**Assigned task:** Would you print exactly the lines that begin the listing and continue through the line holding "white jersey, one"? No pictures, please.
Content starts
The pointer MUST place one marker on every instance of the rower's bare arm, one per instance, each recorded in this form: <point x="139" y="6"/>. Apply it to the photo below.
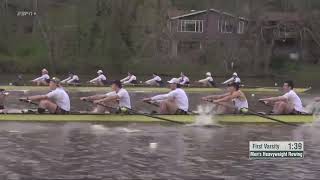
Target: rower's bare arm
<point x="37" y="97"/>
<point x="228" y="97"/>
<point x="92" y="98"/>
<point x="107" y="99"/>
<point x="274" y="99"/>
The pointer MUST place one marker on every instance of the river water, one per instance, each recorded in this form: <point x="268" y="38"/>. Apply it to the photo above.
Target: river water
<point x="123" y="151"/>
<point x="149" y="151"/>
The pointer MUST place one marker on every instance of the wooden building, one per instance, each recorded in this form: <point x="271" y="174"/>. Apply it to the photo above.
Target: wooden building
<point x="192" y="31"/>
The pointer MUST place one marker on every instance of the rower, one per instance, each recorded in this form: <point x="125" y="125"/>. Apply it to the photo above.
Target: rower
<point x="233" y="102"/>
<point x="234" y="79"/>
<point x="208" y="81"/>
<point x="72" y="79"/>
<point x="130" y="79"/>
<point x="184" y="80"/>
<point x="3" y="95"/>
<point x="289" y="103"/>
<point x="43" y="79"/>
<point x="175" y="102"/>
<point x="117" y="99"/>
<point x="155" y="81"/>
<point x="100" y="80"/>
<point x="56" y="102"/>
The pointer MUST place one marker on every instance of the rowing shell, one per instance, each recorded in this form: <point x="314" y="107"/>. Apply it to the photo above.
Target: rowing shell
<point x="144" y="119"/>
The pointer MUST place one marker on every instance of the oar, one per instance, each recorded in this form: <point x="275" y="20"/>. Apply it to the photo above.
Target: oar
<point x="260" y="115"/>
<point x="138" y="113"/>
<point x="157" y="105"/>
<point x="28" y="101"/>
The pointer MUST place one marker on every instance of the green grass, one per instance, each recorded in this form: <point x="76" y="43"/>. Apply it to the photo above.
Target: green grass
<point x="144" y="119"/>
<point x="143" y="89"/>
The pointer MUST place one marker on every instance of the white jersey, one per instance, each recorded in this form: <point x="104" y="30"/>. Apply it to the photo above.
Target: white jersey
<point x="240" y="103"/>
<point x="101" y="77"/>
<point x="129" y="79"/>
<point x="60" y="97"/>
<point x="233" y="80"/>
<point x="178" y="95"/>
<point x="157" y="78"/>
<point x="294" y="100"/>
<point x="44" y="77"/>
<point x="124" y="98"/>
<point x="184" y="80"/>
<point x="71" y="79"/>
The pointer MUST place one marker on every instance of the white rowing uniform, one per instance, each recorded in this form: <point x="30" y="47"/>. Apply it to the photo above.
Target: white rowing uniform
<point x="72" y="79"/>
<point x="178" y="95"/>
<point x="184" y="80"/>
<point x="100" y="78"/>
<point x="154" y="80"/>
<point x="129" y="79"/>
<point x="124" y="98"/>
<point x="294" y="99"/>
<point x="233" y="80"/>
<point x="44" y="77"/>
<point x="240" y="103"/>
<point x="60" y="98"/>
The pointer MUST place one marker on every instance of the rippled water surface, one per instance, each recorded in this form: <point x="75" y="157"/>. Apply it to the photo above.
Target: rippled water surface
<point x="123" y="151"/>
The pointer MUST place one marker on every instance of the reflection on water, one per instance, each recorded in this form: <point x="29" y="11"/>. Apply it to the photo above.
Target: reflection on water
<point x="122" y="151"/>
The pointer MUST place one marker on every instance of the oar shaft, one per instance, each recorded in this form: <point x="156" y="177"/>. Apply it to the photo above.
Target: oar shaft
<point x="142" y="114"/>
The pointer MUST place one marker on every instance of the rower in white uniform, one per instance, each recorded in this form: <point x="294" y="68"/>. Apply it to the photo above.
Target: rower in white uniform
<point x="175" y="102"/>
<point x="289" y="103"/>
<point x="155" y="81"/>
<point x="208" y="81"/>
<point x="72" y="79"/>
<point x="3" y="95"/>
<point x="184" y="80"/>
<point x="56" y="102"/>
<point x="234" y="79"/>
<point x="43" y="79"/>
<point x="112" y="102"/>
<point x="233" y="102"/>
<point x="130" y="79"/>
<point x="100" y="80"/>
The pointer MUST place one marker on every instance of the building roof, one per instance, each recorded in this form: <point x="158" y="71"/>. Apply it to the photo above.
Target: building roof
<point x="281" y="16"/>
<point x="210" y="10"/>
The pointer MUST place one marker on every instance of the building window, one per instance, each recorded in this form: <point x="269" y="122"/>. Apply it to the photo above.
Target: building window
<point x="241" y="27"/>
<point x="190" y="26"/>
<point x="187" y="46"/>
<point x="225" y="26"/>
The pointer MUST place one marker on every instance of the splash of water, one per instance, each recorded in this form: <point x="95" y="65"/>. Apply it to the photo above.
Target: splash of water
<point x="206" y="115"/>
<point x="316" y="114"/>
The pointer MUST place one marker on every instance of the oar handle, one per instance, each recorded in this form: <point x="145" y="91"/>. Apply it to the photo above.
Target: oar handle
<point x="27" y="101"/>
<point x="262" y="116"/>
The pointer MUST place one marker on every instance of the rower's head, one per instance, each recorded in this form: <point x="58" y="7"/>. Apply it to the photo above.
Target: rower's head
<point x="174" y="83"/>
<point x="70" y="74"/>
<point x="288" y="86"/>
<point x="44" y="71"/>
<point x="232" y="87"/>
<point x="54" y="83"/>
<point x="116" y="85"/>
<point x="235" y="74"/>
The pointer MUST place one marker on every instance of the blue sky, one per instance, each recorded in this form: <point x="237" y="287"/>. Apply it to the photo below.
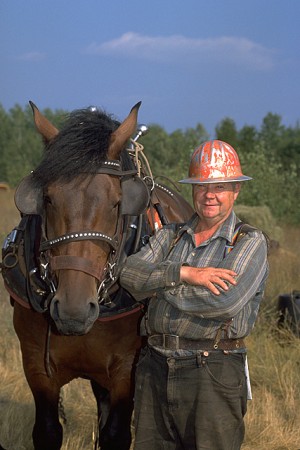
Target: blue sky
<point x="189" y="61"/>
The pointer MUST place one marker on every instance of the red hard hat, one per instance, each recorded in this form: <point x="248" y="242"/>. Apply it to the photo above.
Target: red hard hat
<point x="214" y="162"/>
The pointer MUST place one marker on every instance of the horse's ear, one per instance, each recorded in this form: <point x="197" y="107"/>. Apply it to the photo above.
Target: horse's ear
<point x="119" y="137"/>
<point x="43" y="125"/>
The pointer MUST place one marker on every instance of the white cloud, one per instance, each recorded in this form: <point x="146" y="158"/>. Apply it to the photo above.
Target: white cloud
<point x="181" y="49"/>
<point x="32" y="56"/>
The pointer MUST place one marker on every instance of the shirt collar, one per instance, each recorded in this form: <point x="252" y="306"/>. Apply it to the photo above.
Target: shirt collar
<point x="226" y="230"/>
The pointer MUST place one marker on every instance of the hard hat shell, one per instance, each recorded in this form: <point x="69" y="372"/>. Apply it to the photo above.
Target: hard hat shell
<point x="214" y="162"/>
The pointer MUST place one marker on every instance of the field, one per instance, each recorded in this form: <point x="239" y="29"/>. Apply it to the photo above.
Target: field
<point x="273" y="418"/>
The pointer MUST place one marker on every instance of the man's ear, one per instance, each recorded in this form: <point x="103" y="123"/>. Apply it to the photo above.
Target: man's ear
<point x="237" y="187"/>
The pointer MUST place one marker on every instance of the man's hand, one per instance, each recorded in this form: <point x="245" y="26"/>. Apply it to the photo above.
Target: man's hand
<point x="208" y="277"/>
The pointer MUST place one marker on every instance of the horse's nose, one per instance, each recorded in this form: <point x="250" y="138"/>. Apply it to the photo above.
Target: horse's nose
<point x="74" y="320"/>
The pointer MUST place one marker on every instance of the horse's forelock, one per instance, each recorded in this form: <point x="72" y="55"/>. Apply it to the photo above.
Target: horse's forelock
<point x="80" y="146"/>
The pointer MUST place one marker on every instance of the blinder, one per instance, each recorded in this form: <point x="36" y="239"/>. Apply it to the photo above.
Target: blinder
<point x="29" y="197"/>
<point x="135" y="196"/>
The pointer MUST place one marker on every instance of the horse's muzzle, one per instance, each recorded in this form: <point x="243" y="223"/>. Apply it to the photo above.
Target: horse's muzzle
<point x="74" y="322"/>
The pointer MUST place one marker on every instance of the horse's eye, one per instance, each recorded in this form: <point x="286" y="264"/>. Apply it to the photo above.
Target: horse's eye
<point x="47" y="200"/>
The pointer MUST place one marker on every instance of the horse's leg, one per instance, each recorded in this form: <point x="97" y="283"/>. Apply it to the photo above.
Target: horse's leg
<point x="47" y="431"/>
<point x="103" y="407"/>
<point x="116" y="434"/>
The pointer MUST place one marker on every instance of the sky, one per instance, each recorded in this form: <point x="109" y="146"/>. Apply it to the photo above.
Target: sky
<point x="188" y="61"/>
Content ends
**Answer for the task:**
The pointer MUST place one marker on every instance of the rower's bare arm, one per instance, each recorded in this form: <point x="139" y="6"/>. Apply it to the photo below.
Target: rower's bare arm
<point x="37" y="97"/>
<point x="228" y="97"/>
<point x="92" y="98"/>
<point x="107" y="99"/>
<point x="274" y="99"/>
The pointer MUST place one marker on every instance of the river water, one per instance, each recorded in this form: <point x="268" y="38"/>. Apply it to the photo above.
Target: river water
<point x="123" y="151"/>
<point x="149" y="151"/>
The pointer MUST place one marker on every instance of the wooden building, one per instance, each recorded in this form: <point x="271" y="174"/>. Apply it to the photo above.
Target: wooden building
<point x="192" y="31"/>
The pointer MUST place one marker on every instance of the rower, one per instance, each recorded in this form: <point x="125" y="125"/>. Apply it to the photo above.
Target: rower
<point x="233" y="102"/>
<point x="234" y="79"/>
<point x="208" y="81"/>
<point x="72" y="79"/>
<point x="130" y="79"/>
<point x="184" y="80"/>
<point x="3" y="95"/>
<point x="289" y="103"/>
<point x="43" y="79"/>
<point x="175" y="102"/>
<point x="117" y="99"/>
<point x="155" y="81"/>
<point x="100" y="80"/>
<point x="56" y="102"/>
The pointer MUST place one marker on every instance of the rowing shell, one per instance, each recorded in this form: <point x="314" y="107"/>. Apply it to the photo above.
Target: rowing shell
<point x="144" y="119"/>
The pointer MUST place one marker on every instance of the oar, one per instance, each recorded in this form: <point x="275" y="20"/>. Apply it to the photo above.
Target: oar
<point x="260" y="115"/>
<point x="138" y="113"/>
<point x="157" y="105"/>
<point x="28" y="101"/>
The pointer MUST place one marker on every instance of the green grass, one per instance, each recorded in this form: <point x="76" y="43"/>. Apply it to the photo above.
Target: green grass
<point x="144" y="119"/>
<point x="143" y="89"/>
The pointer MUST place one marker on every instance of the white jersey, one per instance, each recorded in this form: <point x="104" y="30"/>. Apply it to the photo above.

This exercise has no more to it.